→ WHAT IS ASKED:
Copy out the items word for word, starting at the line that contains "Isolate player's arm." and ending at the line that contains "xmin=345 ymin=267 xmax=476 ymax=413", with both of those lines included.

→ RECORDS SUPPLIED:
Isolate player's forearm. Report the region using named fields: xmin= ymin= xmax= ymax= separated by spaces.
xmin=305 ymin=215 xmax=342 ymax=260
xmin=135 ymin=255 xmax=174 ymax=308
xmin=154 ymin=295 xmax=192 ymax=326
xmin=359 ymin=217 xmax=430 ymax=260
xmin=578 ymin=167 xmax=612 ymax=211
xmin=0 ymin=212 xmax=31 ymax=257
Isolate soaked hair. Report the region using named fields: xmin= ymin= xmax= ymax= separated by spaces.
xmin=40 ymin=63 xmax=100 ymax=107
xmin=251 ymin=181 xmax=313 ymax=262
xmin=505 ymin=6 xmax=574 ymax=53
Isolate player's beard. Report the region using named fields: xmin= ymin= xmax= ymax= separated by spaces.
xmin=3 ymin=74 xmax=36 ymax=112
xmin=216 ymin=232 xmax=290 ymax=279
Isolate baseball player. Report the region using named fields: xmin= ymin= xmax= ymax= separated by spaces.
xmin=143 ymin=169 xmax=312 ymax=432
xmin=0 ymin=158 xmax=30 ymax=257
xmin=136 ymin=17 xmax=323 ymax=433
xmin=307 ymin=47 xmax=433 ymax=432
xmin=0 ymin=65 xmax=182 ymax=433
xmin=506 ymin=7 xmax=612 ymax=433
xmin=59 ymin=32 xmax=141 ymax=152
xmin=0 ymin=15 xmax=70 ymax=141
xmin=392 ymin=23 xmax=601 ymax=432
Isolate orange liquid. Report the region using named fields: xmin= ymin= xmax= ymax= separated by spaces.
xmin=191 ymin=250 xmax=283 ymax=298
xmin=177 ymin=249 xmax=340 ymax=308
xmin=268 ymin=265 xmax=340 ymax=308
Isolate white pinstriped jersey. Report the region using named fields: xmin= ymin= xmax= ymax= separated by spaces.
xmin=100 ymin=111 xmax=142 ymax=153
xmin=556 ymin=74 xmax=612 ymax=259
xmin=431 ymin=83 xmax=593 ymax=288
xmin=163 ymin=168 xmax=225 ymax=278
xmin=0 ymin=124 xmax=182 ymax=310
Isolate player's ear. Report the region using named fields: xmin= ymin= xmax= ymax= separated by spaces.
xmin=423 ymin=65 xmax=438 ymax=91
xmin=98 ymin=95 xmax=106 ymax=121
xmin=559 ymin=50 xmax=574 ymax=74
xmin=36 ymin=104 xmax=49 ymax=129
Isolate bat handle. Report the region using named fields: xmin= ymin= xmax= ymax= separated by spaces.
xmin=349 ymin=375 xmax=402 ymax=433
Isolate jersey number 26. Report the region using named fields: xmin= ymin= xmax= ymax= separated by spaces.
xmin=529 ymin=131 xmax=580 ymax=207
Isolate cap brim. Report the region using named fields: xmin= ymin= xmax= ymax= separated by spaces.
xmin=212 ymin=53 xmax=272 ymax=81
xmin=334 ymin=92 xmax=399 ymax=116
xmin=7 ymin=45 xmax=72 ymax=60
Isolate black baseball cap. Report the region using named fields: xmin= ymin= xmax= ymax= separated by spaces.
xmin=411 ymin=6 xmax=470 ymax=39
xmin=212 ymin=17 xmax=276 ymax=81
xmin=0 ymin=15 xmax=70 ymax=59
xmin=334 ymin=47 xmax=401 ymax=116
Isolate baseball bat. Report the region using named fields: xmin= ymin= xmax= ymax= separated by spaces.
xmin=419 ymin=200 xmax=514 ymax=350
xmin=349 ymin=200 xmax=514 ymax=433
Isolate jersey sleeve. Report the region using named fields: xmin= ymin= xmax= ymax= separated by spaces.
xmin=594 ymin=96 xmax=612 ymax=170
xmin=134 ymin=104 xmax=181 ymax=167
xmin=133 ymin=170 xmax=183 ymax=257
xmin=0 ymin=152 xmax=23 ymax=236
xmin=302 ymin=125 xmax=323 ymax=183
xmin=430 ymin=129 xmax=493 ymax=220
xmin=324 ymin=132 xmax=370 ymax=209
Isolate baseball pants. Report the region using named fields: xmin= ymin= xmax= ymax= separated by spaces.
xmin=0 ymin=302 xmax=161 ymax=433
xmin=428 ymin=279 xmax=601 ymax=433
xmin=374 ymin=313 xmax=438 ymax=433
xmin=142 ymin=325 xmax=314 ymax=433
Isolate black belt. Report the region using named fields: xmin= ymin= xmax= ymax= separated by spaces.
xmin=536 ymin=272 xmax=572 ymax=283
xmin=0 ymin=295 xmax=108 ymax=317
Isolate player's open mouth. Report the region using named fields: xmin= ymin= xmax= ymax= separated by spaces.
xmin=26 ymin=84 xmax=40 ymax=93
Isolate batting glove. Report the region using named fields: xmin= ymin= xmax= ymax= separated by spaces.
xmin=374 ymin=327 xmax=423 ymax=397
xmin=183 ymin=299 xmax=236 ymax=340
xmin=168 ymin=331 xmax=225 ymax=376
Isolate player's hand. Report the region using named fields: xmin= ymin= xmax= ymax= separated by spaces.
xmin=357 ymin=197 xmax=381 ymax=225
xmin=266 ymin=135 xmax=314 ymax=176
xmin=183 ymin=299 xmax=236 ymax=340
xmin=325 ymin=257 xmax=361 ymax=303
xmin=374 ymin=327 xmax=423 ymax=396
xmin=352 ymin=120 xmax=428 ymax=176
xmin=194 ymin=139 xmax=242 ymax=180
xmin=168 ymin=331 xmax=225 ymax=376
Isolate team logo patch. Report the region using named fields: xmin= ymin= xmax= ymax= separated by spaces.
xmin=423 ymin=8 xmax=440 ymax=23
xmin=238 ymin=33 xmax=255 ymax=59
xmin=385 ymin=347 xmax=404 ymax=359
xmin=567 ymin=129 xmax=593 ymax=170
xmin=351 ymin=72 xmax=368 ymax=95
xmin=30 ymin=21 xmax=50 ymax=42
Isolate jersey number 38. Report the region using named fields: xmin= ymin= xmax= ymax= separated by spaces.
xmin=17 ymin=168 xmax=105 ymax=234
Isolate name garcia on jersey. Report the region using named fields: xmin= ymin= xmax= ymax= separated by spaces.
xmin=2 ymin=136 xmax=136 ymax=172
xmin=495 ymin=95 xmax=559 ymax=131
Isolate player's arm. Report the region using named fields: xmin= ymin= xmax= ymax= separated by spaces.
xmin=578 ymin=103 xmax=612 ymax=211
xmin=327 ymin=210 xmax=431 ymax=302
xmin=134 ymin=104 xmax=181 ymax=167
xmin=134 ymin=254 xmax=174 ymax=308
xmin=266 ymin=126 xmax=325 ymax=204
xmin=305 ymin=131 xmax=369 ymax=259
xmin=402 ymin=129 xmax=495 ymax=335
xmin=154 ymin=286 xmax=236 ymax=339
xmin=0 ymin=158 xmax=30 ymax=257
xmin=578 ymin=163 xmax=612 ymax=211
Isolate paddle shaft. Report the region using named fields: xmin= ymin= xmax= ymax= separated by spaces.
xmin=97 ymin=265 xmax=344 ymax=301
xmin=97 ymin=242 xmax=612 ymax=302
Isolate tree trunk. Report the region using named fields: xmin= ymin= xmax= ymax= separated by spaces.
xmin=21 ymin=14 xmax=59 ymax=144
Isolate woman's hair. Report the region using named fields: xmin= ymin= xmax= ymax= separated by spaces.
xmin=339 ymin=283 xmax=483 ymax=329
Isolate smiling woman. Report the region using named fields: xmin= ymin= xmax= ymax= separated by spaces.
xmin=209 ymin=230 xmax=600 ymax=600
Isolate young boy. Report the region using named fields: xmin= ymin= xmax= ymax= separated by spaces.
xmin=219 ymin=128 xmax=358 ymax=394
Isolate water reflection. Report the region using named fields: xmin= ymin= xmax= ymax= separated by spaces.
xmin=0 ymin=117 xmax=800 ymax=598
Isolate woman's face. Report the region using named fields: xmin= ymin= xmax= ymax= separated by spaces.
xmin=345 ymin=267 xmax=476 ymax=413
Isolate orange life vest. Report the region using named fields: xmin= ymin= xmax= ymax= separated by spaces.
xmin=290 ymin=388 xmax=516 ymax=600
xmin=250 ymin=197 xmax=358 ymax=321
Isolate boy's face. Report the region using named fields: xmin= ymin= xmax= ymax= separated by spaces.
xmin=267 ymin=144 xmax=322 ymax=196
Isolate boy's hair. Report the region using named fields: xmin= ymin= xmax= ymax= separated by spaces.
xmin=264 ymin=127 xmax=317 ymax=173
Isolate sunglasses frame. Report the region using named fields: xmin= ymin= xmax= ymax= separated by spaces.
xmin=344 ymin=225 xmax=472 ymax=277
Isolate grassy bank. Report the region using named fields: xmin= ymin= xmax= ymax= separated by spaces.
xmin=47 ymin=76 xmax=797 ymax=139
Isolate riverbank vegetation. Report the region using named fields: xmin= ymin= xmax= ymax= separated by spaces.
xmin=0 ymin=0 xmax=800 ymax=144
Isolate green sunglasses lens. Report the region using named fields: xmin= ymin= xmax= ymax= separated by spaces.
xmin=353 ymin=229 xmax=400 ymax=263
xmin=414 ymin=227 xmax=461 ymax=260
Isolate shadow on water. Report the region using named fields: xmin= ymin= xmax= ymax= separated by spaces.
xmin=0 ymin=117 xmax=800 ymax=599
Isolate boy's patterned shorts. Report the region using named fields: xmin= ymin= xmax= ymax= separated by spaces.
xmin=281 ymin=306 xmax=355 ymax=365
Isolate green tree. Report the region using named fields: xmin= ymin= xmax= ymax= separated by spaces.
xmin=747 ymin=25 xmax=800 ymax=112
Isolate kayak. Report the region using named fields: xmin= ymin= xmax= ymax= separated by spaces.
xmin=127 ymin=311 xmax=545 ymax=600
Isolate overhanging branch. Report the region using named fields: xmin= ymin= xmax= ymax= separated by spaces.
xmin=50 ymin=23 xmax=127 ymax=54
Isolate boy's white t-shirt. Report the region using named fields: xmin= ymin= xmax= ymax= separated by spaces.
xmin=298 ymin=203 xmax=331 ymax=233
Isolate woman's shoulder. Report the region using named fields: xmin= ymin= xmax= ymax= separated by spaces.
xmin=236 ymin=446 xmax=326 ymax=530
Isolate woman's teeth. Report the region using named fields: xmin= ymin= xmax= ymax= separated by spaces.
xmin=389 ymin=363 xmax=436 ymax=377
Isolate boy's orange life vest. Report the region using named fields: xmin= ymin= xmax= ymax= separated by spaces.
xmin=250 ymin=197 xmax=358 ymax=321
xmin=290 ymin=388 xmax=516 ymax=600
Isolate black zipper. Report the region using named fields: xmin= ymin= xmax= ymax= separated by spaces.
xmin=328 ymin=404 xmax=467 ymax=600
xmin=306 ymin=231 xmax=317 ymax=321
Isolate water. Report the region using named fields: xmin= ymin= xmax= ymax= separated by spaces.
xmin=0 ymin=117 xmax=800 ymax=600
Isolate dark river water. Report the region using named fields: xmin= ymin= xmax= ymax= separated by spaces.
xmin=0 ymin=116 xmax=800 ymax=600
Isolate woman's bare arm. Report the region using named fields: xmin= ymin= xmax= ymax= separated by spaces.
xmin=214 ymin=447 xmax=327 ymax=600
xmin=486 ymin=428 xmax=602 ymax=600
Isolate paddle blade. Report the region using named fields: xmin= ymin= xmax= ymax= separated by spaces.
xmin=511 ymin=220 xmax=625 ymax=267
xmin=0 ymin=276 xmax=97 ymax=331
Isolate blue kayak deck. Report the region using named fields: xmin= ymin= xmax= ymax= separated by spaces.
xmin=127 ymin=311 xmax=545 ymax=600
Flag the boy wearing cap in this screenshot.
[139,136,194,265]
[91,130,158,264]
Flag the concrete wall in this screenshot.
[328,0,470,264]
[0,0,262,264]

→ RESPONSE TO THE EXERCISE:
Isolate player's arm. Report the region using named fields: xmin= ymin= xmax= ymax= separated by spaces.
xmin=578 ymin=103 xmax=612 ymax=211
xmin=327 ymin=210 xmax=431 ymax=302
xmin=134 ymin=104 xmax=181 ymax=167
xmin=134 ymin=254 xmax=174 ymax=308
xmin=266 ymin=126 xmax=325 ymax=204
xmin=305 ymin=131 xmax=369 ymax=259
xmin=402 ymin=129 xmax=495 ymax=335
xmin=154 ymin=286 xmax=236 ymax=339
xmin=0 ymin=158 xmax=30 ymax=257
xmin=578 ymin=163 xmax=612 ymax=211
Isolate paddle shaft. Report the region using named fields: xmin= ymin= xmax= ymax= separated by spaces.
xmin=97 ymin=265 xmax=344 ymax=301
xmin=97 ymin=242 xmax=612 ymax=302
Isolate tree trunk. Report the region using named fields: xmin= ymin= xmax= ymax= separated by spaces.
xmin=21 ymin=14 xmax=59 ymax=144
Isolate woman's hair. Report the region using named fields: xmin= ymin= xmax= ymax= separated by spaces.
xmin=339 ymin=283 xmax=483 ymax=329
Isolate smiling woman. Report the region using named fields: xmin= ymin= xmax= ymax= separated by spaces.
xmin=209 ymin=230 xmax=600 ymax=600
Isolate young boy. Report the region using named fields: xmin= ymin= xmax= ymax= separated by spaces.
xmin=219 ymin=128 xmax=358 ymax=394
Isolate water reflection. Report the region using named fields: xmin= ymin= xmax= ymax= separated by spaces.
xmin=0 ymin=117 xmax=800 ymax=598
Isolate woman's face. Report the region using named fields: xmin= ymin= xmax= ymax= separated by spaces.
xmin=345 ymin=267 xmax=476 ymax=413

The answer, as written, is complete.